### YOUR OBJECTIVE
Could you return all of the data exactly as given?

### DATA FOR THIS TASK

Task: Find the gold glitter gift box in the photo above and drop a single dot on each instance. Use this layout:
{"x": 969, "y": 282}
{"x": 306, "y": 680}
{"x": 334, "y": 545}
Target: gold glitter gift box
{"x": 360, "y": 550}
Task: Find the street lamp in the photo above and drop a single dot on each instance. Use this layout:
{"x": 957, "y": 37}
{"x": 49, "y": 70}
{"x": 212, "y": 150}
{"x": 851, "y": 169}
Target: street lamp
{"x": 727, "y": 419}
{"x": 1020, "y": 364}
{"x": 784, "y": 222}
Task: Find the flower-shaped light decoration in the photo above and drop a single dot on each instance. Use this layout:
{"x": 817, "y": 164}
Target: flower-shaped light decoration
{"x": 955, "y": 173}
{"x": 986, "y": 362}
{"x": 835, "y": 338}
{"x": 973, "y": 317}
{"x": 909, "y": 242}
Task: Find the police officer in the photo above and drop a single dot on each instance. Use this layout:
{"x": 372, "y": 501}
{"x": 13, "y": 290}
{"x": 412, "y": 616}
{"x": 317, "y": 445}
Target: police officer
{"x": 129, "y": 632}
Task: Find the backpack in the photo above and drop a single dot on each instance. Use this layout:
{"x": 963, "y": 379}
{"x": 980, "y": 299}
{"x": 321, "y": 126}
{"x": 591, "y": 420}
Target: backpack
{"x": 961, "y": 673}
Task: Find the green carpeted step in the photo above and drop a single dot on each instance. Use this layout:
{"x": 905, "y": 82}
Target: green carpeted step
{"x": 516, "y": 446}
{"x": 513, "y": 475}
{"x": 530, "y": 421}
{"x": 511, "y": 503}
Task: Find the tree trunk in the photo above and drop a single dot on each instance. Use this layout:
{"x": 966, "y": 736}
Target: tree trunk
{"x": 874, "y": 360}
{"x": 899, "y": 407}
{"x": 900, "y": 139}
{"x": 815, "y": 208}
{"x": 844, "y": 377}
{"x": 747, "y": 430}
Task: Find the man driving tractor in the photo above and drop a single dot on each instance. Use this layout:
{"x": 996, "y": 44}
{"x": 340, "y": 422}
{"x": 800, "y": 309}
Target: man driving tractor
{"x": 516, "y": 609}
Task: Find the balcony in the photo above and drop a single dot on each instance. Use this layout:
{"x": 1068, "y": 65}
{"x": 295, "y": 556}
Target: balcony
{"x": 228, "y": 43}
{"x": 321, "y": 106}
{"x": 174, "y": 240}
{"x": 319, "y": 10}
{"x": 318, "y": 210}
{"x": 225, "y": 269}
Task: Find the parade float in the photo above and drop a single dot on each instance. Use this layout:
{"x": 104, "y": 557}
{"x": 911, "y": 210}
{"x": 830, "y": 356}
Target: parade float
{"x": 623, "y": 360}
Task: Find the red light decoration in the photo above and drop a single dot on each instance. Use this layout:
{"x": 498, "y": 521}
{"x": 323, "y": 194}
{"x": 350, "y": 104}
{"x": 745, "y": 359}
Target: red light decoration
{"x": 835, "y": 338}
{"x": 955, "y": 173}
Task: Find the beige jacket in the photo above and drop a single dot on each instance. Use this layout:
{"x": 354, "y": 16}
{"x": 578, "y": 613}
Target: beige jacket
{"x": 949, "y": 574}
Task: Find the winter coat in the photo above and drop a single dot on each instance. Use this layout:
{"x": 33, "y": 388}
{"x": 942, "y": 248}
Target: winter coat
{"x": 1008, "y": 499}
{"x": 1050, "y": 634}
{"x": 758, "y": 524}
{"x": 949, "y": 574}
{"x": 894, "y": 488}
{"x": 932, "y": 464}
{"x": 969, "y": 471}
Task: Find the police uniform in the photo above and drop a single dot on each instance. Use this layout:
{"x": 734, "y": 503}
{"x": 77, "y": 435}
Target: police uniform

### WRITTEN RESPONSE
Task: Find the gold glitter gift box in the photo above and drop a single dot on each instance. Use this layout:
{"x": 969, "y": 282}
{"x": 306, "y": 680}
{"x": 334, "y": 545}
Target: gold glitter gift box
{"x": 360, "y": 550}
Task: Find the street lamp in the photo above and drop a single dot on each instance. Use this layout:
{"x": 957, "y": 37}
{"x": 49, "y": 70}
{"x": 212, "y": 150}
{"x": 851, "y": 169}
Target: street lamp
{"x": 727, "y": 419}
{"x": 1020, "y": 364}
{"x": 784, "y": 222}
Task: Find the flower-shaped light decoration in the photo above and drop a single dot on each instance. Use this layout:
{"x": 817, "y": 164}
Target: flower-shaped light decoration
{"x": 955, "y": 173}
{"x": 986, "y": 362}
{"x": 835, "y": 338}
{"x": 973, "y": 317}
{"x": 909, "y": 242}
Task: Find the police officer in the photo above and drop a single dot on each instance. Use this layout:
{"x": 372, "y": 501}
{"x": 13, "y": 290}
{"x": 412, "y": 616}
{"x": 317, "y": 445}
Target: police officer
{"x": 129, "y": 632}
Task: Find the backpack in the photo above and drop a single dot on each instance. Use this layout:
{"x": 963, "y": 379}
{"x": 980, "y": 299}
{"x": 321, "y": 126}
{"x": 591, "y": 420}
Target: backpack
{"x": 961, "y": 673}
Task: Find the green carpeted step in the photo above and drop a single dot on each instance. Use this layout:
{"x": 905, "y": 82}
Target: green carpeted step
{"x": 516, "y": 446}
{"x": 513, "y": 475}
{"x": 530, "y": 421}
{"x": 511, "y": 503}
Task: Find the tree trunk in the photo above and drop a single dot on each instance. Use this layout:
{"x": 966, "y": 736}
Target: tree trunk
{"x": 874, "y": 360}
{"x": 899, "y": 407}
{"x": 900, "y": 139}
{"x": 815, "y": 208}
{"x": 844, "y": 377}
{"x": 747, "y": 430}
Task: Find the man driving tractor in the photo above and drop a single dot on each instance. Use this layout:
{"x": 996, "y": 44}
{"x": 340, "y": 422}
{"x": 800, "y": 309}
Target: man driving tractor
{"x": 516, "y": 609}
Task: Find the balcony in the photo above and drop a single dot on each instance. Use this layout:
{"x": 1068, "y": 65}
{"x": 295, "y": 556}
Target: balcony
{"x": 228, "y": 43}
{"x": 321, "y": 106}
{"x": 174, "y": 240}
{"x": 319, "y": 10}
{"x": 318, "y": 210}
{"x": 225, "y": 269}
Task: Find the parade float in the photo above and drop a single dot on each instance. Use this layout:
{"x": 104, "y": 557}
{"x": 911, "y": 210}
{"x": 830, "y": 356}
Target: parade float
{"x": 623, "y": 360}
Task: Find the red light decoration in the photo above and drop a single dot on each instance. Use this layout:
{"x": 498, "y": 521}
{"x": 323, "y": 194}
{"x": 350, "y": 104}
{"x": 745, "y": 359}
Target: red light decoration
{"x": 835, "y": 338}
{"x": 955, "y": 173}
Task: Find the beige jacket in the photo above and drop a single dot on each instance. Use this layout:
{"x": 354, "y": 16}
{"x": 578, "y": 613}
Target: beige jacket
{"x": 949, "y": 574}
Task: Find the winter coat in the photo above and drop a single dot on each instance. Use this layout:
{"x": 33, "y": 388}
{"x": 942, "y": 248}
Target: winter coat
{"x": 1008, "y": 499}
{"x": 1050, "y": 634}
{"x": 758, "y": 524}
{"x": 949, "y": 574}
{"x": 894, "y": 488}
{"x": 932, "y": 464}
{"x": 969, "y": 471}
Task: Find the police uniform in the photo above and drop a single dot on each instance. Use this layout:
{"x": 734, "y": 503}
{"x": 77, "y": 435}
Target: police uniform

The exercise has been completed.